**EXERCISES:**
(a) List every frequency category that the questionnaire in the paediatric dentistry abstract used to record MNLOs.
(b) Extend the paediatric dentistry abstract past its last sentence.

**TEXT:**
'''

Article

Common mistakes, negligence and legal offences in paediatric dentistry: a self-report

Department of Paediatric Dentistry, Tel Aviv University, Tel Aviv, Israel.
European Archives of Paediatric Dentistry. Official Journal of the European Academy of Paediatric Dentistry. 08/2011; 12(4):188-94. DOI: 10.1007/BF03262805
Source: PubMed

ABSTRACT To identify the type and relative prevalence of mistakes, negligence and legal offences (MNLOs) performed or nearly performed by paediatric dentists during their entire career.
The population consisted of 25 (29.4%) certified and 48 (56.5%) non-certified paediatric dentists, and 12 (14.1%) residents in paediatric dentistry. A structured anonymous questionnaire accessed occupational characteristics and frequencies of MNLOs (0, 1-4, 5-10, >10).

'''

**MATERIAL PROVIDED:**
'''

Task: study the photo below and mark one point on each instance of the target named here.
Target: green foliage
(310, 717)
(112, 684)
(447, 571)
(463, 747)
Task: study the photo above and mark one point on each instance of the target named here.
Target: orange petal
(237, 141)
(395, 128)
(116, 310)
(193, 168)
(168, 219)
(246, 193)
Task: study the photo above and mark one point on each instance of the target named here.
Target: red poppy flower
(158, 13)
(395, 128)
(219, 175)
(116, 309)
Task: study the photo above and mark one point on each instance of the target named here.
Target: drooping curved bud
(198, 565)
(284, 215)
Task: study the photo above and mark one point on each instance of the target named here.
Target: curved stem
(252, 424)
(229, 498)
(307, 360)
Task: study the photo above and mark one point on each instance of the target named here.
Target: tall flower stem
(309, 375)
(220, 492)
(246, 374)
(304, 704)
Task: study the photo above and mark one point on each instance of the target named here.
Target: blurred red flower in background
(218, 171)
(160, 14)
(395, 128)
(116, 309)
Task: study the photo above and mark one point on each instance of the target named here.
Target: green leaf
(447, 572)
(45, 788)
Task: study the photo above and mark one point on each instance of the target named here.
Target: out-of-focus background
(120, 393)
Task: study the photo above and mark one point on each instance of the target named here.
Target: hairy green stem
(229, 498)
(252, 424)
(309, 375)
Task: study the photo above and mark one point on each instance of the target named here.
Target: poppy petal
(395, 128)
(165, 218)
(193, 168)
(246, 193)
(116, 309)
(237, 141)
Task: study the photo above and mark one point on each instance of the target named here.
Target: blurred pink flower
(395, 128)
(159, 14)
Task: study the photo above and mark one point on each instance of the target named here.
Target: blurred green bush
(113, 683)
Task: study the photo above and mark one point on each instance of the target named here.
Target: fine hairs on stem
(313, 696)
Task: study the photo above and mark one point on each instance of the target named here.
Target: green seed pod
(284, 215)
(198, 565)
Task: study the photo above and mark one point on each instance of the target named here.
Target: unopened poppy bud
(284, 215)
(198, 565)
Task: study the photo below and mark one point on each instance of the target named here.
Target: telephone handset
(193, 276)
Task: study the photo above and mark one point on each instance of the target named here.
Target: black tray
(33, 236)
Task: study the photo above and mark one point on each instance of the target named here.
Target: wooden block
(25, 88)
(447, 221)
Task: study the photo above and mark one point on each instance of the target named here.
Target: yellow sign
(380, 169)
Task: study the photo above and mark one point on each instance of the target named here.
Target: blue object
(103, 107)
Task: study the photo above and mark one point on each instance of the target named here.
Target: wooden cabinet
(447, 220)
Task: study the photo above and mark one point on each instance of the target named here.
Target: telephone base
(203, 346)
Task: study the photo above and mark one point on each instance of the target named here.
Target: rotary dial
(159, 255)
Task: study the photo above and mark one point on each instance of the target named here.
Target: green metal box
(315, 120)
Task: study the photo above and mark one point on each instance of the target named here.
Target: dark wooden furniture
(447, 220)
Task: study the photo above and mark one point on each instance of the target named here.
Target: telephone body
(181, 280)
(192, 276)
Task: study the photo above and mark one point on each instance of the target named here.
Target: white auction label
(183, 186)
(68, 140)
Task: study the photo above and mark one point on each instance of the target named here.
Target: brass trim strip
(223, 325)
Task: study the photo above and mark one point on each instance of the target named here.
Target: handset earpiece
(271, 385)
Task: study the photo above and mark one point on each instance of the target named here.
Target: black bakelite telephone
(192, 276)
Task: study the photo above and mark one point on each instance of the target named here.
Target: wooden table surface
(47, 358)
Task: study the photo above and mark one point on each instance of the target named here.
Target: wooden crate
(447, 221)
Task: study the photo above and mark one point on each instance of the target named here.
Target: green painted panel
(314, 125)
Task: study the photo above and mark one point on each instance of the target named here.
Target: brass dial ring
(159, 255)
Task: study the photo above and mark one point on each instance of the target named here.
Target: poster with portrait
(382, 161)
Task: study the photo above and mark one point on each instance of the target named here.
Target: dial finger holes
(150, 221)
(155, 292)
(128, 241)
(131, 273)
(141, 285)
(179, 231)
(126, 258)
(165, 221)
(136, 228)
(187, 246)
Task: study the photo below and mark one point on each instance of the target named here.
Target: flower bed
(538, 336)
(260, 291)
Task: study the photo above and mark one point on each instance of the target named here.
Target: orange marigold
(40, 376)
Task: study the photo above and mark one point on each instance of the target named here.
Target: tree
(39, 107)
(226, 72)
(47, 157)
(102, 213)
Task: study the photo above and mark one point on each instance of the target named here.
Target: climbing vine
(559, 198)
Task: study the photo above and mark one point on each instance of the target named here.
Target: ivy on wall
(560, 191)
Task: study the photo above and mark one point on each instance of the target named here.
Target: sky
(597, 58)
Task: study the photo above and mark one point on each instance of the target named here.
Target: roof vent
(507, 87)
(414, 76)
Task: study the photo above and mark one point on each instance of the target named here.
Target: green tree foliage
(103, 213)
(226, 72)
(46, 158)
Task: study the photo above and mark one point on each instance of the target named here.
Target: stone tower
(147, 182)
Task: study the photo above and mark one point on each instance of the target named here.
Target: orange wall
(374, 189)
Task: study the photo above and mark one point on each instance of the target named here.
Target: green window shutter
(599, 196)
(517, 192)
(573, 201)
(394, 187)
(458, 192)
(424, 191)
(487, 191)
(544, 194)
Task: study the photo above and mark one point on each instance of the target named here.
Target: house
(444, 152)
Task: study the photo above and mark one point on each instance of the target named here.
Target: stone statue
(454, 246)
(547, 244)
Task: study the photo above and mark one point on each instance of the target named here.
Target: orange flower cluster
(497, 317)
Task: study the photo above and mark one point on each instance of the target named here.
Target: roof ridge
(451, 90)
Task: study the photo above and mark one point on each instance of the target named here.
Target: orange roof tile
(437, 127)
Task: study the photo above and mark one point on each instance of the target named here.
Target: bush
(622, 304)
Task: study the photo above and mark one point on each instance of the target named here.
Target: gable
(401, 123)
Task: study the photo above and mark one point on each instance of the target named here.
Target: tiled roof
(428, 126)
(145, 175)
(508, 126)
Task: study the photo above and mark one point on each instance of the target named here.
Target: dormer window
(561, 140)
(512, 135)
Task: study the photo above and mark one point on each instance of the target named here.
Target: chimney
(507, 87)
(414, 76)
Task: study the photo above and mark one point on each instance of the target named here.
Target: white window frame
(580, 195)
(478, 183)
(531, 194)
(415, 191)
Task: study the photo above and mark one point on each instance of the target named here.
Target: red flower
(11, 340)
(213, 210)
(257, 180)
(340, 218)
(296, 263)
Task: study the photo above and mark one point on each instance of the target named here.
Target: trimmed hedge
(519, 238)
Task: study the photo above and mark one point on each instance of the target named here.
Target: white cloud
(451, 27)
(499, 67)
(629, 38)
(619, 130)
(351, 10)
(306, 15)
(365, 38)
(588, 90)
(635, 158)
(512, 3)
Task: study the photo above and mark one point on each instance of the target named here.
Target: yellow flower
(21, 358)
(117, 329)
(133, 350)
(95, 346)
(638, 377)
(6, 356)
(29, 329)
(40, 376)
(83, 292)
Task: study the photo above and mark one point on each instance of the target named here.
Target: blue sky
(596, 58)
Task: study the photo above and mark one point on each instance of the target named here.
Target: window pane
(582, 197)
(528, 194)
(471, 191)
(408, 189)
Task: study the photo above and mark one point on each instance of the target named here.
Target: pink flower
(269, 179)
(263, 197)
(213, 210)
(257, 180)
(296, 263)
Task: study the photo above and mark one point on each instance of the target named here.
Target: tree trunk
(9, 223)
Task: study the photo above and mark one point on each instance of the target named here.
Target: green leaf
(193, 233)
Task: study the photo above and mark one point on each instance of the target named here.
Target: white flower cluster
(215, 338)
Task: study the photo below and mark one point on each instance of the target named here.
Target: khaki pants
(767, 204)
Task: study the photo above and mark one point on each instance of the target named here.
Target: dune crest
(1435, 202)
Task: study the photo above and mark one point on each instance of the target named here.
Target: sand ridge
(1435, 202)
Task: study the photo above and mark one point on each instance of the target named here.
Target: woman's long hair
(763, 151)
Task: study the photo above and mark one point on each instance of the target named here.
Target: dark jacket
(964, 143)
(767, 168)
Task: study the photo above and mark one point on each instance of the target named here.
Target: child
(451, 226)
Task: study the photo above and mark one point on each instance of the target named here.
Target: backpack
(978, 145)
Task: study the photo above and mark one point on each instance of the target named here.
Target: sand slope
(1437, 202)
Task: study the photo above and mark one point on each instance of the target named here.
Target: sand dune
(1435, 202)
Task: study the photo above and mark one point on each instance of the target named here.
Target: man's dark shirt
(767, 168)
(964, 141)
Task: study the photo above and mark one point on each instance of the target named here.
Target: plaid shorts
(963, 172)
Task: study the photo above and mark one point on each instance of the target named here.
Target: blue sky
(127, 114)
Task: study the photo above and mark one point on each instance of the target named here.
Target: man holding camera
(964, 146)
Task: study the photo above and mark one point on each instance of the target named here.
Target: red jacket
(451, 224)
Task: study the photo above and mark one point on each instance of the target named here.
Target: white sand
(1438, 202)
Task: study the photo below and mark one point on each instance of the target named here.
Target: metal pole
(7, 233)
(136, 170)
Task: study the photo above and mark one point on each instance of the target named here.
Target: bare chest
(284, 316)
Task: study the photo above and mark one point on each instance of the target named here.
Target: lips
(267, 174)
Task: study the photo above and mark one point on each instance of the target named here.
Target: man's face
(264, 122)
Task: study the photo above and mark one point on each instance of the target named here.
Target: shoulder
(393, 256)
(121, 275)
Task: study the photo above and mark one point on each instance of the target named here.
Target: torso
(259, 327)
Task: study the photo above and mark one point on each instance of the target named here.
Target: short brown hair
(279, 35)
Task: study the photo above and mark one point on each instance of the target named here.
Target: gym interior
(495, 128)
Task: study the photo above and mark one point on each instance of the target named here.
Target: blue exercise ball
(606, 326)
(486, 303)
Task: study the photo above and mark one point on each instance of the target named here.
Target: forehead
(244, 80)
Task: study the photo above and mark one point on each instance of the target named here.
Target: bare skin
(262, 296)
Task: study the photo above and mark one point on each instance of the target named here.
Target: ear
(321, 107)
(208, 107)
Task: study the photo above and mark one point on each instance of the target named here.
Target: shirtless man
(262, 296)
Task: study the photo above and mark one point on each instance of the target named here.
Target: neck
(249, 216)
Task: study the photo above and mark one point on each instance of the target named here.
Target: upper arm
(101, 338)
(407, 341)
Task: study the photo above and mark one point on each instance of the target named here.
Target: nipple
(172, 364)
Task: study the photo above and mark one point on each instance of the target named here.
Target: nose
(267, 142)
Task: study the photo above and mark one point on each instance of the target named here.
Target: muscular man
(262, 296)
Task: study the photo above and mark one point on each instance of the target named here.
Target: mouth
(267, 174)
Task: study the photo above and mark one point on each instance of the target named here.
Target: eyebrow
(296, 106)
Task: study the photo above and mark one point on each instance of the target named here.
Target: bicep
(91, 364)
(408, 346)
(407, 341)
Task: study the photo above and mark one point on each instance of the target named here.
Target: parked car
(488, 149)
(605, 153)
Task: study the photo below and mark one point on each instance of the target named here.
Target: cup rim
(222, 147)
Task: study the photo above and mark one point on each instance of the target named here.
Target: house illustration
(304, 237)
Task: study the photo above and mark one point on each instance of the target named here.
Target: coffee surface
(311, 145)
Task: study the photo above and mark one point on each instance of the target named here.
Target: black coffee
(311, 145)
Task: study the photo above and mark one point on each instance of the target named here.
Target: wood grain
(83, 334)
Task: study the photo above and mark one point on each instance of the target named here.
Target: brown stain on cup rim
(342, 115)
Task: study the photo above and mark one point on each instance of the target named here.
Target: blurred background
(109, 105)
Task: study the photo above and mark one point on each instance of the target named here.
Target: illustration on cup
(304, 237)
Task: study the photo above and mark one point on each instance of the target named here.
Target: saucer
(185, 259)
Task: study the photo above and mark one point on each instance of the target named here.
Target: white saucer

'''

**TASK-BY-TASK RESULTS:**
(a) 0, 1-4, 5-10, >10

(b)
The most prevalent MNLOs related to the performance of radiographs: bite-wings with overlapping teeth (90%), overturned film (30%), film over-exposure (48%), faulty film development (84%) and exposure of the same side of film twice (32%). Other MNLOs were drilling an intact tooth (37%), misdiagnosing existing radiographic caries (63%), anaesthetising the wrong tooth (49%), accidental incision of the cheek/lips during treatment (73%), administering an incorrect dose of antibiotic (49%) or analgesics (24%), extracting the wrong tooth (15%), documenting the wrong tooth in the patient's file (63%), and a child swallowing an instrument (33%) or clasp (15%). Prevalent MNLOs included administering sedation to a child who had not fasted (32%), sedating without monitoring (9%), treating children without receiving signed parental consent (15%) and losing a radiograph (64%).
MNLOs occur commonly during various operative dental treatments. Means to raise awareness and to implement regulations should be addressed to limit these mistakes.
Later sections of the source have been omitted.